** start Input material **

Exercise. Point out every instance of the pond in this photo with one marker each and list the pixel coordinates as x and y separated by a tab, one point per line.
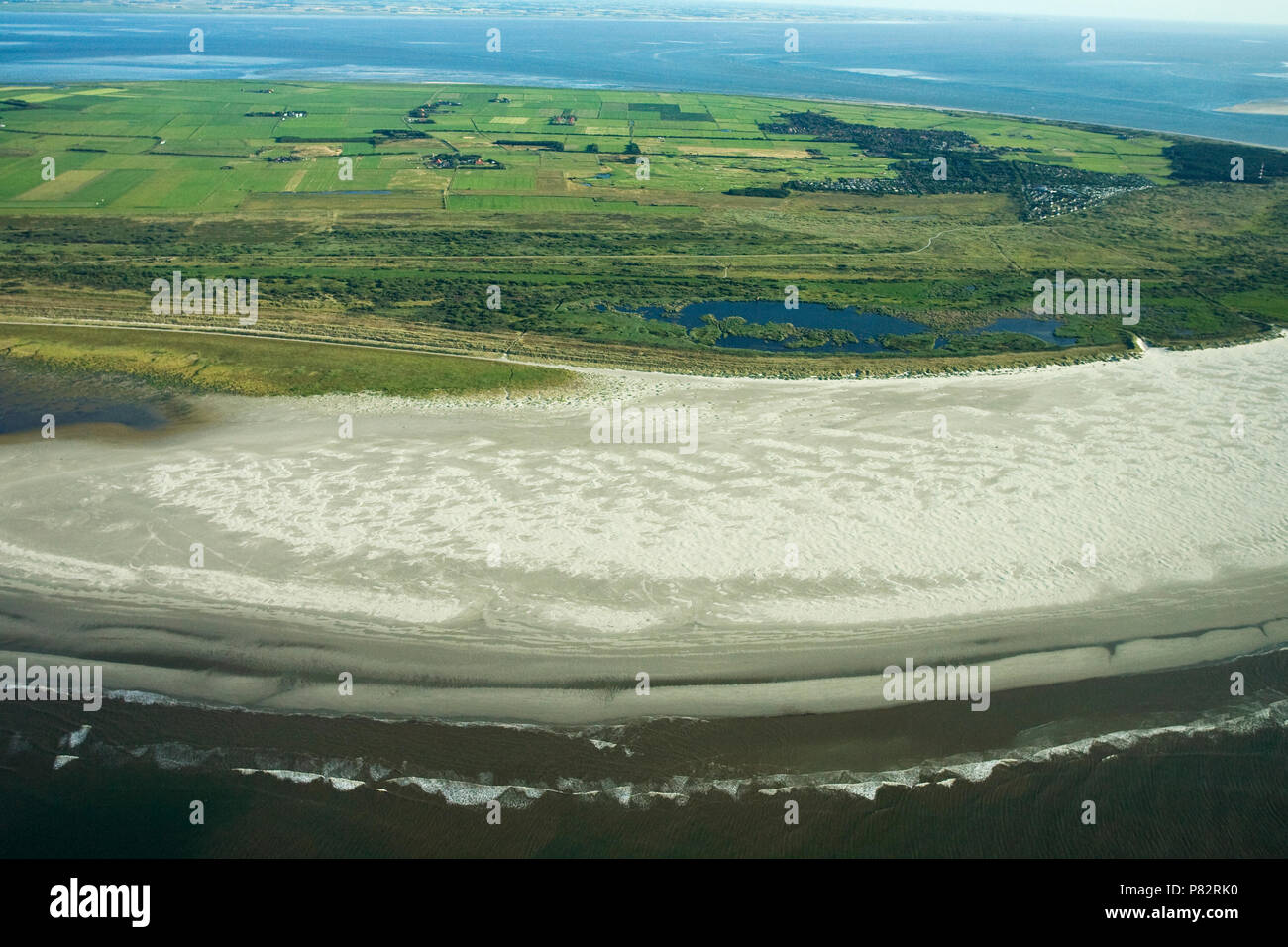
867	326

** end Input material **
** start Input material **

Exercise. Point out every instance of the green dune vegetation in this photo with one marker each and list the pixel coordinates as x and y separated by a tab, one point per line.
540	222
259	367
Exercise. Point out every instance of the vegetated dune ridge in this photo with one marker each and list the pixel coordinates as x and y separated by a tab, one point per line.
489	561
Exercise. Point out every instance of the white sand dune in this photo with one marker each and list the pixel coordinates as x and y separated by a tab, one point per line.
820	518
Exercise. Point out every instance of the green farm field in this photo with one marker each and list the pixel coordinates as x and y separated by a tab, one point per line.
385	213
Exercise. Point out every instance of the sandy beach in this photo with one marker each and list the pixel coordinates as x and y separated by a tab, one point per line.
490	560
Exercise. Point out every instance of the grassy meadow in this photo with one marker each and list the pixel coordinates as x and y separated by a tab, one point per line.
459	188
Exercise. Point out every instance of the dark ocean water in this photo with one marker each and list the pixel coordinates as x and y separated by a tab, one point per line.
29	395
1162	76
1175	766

** end Input material **
** start Input material **

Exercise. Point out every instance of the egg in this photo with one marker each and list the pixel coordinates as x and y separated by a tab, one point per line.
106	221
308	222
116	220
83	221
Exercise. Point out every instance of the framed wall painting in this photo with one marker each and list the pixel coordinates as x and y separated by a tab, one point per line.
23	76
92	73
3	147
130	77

** end Input material **

Stated goal - Gather each line of the entries above that contains the word "dune" and copy those lines in full. The match is case-sensitive.

Right answer -
Exercise. Point out every instance of the green dune vegetation in this photo with one marker each and list the pixel coordinates as x and y separated by a tab, one point per line.
Exercise. Point out every instance of the vegetated dune ridge in this photo with one marker each and list the pixel coordinates as x and y separated by a tab, one point per line.
Exercise. Point out every instance of the white sand dune in this photo with one marker each and list the pixel coordinates as x and y separated by a tab, one point per line.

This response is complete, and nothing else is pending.